**TRY IT**
The response should be the lines of the data, starting at the first and ending at the one that contains "Target: raccoon's front leg", copied without change.

↓↓↓

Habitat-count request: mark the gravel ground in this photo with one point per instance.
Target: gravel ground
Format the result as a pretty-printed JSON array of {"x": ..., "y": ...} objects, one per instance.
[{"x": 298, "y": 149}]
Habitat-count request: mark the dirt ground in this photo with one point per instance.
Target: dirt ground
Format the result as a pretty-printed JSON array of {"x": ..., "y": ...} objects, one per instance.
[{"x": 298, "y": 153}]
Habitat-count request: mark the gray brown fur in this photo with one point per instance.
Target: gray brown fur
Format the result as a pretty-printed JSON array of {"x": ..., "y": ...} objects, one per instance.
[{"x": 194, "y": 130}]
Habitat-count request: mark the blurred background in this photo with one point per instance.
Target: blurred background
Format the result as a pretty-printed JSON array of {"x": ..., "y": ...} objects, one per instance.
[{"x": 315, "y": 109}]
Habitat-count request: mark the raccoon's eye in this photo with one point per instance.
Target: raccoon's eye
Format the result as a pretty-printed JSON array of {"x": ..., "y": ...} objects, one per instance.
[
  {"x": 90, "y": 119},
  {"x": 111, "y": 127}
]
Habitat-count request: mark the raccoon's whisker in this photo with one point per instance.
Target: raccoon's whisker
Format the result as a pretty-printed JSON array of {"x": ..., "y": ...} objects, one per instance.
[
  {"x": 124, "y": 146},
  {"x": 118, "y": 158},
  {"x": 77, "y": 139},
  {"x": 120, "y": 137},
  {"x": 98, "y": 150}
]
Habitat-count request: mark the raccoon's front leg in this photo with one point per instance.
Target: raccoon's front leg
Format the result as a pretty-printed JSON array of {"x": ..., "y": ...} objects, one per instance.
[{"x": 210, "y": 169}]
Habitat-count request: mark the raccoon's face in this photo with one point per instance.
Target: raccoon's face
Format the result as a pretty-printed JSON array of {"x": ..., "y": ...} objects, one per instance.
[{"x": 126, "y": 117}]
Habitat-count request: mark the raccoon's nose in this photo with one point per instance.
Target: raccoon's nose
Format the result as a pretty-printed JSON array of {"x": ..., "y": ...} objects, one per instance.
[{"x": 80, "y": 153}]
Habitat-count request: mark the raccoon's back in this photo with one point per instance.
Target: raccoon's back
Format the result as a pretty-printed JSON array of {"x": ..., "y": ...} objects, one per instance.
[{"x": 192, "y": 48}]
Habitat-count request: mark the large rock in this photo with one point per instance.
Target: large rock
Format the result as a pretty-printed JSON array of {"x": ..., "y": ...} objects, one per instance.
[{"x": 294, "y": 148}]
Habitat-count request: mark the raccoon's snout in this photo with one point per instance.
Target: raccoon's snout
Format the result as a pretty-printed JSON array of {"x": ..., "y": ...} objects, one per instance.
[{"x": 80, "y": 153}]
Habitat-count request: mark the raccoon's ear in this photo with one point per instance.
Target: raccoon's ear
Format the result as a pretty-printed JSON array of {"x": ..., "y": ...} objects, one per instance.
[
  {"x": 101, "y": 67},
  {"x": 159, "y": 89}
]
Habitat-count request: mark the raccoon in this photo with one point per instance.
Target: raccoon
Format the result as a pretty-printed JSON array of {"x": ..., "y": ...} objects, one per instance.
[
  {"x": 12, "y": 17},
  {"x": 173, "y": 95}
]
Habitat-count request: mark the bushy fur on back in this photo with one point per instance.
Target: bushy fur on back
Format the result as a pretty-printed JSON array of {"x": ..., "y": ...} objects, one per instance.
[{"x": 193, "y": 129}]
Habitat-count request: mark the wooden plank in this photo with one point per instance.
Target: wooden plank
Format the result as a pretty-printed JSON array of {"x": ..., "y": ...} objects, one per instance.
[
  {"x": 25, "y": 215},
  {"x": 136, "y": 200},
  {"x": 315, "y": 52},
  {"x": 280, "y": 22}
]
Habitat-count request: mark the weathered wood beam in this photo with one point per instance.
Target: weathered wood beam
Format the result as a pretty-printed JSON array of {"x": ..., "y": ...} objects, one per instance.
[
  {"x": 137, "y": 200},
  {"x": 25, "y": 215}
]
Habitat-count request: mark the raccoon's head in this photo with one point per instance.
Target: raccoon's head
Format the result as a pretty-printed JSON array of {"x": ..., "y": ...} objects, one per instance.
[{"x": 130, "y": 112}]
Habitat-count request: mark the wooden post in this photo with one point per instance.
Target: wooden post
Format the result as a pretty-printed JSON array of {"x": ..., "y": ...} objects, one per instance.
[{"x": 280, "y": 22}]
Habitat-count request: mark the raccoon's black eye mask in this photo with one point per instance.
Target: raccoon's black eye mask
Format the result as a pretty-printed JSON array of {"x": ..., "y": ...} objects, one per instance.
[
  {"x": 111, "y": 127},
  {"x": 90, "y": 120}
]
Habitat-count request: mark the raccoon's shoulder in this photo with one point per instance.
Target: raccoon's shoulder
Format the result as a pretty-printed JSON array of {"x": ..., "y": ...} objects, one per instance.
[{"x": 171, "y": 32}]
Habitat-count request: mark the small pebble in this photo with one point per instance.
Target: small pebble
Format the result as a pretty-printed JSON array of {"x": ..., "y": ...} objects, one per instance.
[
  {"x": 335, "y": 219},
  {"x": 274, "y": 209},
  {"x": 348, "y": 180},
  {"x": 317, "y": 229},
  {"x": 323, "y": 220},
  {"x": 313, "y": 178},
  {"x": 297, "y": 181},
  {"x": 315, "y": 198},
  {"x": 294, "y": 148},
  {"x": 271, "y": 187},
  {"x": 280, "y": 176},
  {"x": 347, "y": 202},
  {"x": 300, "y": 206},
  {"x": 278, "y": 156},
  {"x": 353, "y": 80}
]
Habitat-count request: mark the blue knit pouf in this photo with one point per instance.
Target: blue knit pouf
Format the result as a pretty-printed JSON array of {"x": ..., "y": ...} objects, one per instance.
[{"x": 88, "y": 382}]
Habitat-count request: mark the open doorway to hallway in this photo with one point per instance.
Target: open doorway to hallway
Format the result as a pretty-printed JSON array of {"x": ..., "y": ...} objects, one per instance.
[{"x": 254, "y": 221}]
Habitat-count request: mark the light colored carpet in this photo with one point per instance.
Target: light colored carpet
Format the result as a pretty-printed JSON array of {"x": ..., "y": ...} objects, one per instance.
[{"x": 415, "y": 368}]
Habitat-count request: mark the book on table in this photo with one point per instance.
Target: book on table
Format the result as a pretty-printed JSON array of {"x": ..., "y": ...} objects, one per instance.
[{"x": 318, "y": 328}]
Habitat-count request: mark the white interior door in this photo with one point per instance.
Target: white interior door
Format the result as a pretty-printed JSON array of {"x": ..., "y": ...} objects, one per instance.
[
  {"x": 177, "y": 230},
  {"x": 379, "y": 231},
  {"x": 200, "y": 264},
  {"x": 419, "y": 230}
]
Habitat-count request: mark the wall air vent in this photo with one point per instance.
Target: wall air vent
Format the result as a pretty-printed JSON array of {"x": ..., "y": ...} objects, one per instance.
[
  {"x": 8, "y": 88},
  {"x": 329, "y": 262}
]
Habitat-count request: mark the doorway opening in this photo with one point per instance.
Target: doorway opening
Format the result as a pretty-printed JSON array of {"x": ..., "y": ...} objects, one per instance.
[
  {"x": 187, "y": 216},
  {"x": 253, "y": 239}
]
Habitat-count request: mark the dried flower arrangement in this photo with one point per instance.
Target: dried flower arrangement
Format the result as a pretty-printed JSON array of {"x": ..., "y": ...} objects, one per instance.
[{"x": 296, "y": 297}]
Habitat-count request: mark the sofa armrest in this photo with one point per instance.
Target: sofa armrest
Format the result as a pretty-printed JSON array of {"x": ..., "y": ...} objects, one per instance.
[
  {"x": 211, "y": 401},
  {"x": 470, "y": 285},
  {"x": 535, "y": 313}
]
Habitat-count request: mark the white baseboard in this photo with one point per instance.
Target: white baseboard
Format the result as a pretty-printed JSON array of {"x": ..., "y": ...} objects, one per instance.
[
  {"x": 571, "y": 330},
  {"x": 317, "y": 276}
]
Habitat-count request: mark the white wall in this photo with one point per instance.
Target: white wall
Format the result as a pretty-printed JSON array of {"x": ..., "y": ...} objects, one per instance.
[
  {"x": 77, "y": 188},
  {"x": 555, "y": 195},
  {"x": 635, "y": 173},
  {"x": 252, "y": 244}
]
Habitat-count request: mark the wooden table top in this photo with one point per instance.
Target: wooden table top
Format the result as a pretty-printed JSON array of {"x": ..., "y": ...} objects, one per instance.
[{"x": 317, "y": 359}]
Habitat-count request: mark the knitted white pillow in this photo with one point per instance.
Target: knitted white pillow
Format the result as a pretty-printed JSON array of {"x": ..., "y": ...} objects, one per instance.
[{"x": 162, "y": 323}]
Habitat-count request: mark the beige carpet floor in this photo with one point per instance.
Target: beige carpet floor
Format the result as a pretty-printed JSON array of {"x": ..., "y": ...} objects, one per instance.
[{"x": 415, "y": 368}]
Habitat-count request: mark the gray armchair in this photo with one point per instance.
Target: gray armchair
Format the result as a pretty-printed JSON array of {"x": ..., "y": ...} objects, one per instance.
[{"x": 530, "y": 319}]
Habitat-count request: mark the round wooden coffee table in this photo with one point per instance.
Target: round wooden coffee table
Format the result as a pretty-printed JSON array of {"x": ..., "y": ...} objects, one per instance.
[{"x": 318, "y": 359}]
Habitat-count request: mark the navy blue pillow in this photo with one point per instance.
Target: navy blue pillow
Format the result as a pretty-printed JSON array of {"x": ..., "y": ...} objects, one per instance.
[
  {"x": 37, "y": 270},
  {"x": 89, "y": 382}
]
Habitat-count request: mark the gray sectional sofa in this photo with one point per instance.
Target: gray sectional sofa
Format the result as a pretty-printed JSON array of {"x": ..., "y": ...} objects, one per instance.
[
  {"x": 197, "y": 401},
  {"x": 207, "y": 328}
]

↑↑↑

**SOLUTION TO THIS TASK**
Habitat-count request: mark the gravel ground in this photo with one point per instance.
Target: gravel ground
Format the result as a pretty-printed JSON array of {"x": ..., "y": ...} objects, one per instance.
[{"x": 298, "y": 149}]
Habitat-count request: mark the dirt ground in this photo with one point per instance.
Target: dirt ground
Format the result as a pretty-printed JSON array of {"x": ..., "y": ...} objects, one per instance.
[{"x": 298, "y": 153}]
Habitat-count request: mark the gray brown fur in this photo with one point per instance.
Target: gray brown fur
Format the result as a pretty-printed JSON array of {"x": ..., "y": ...} objects, one per instance.
[{"x": 194, "y": 130}]
Habitat-count request: mark the blurred background in this photo with one point per instance.
Target: blurred background
Format the result as a pretty-printed JSON array of {"x": ..., "y": ...} objects, one per instance.
[{"x": 315, "y": 109}]
Habitat-count request: mark the raccoon's eye in this photo with one point per instance.
Target: raccoon's eye
Format the result as a pretty-printed JSON array of {"x": ..., "y": ...} objects, one per instance.
[
  {"x": 90, "y": 119},
  {"x": 111, "y": 127}
]
Habitat-count request: mark the raccoon's whisker in this photo with one point per instance.
Target: raccoon's whisker
Format the result as a pretty-printed JSON array of {"x": ..., "y": ...} objects, one per instance.
[
  {"x": 124, "y": 146},
  {"x": 118, "y": 158},
  {"x": 77, "y": 139},
  {"x": 120, "y": 137},
  {"x": 98, "y": 150}
]
Habitat-count request: mark the raccoon's front leg in this photo with one point per instance.
Target: raccoon's front leg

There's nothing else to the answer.